GIVEN EXERCISE: Please reproduce the following items word for word.

Items listed in a dataset:
----

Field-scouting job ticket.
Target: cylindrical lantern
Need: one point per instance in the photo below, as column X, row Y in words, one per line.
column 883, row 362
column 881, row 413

----

FINISHED EXERCISE:
Field-scouting job ticket.
Target: cylindrical lantern
Need: one point per instance in the photo below, as column X, row Y in words, one per line.
column 883, row 362
column 881, row 413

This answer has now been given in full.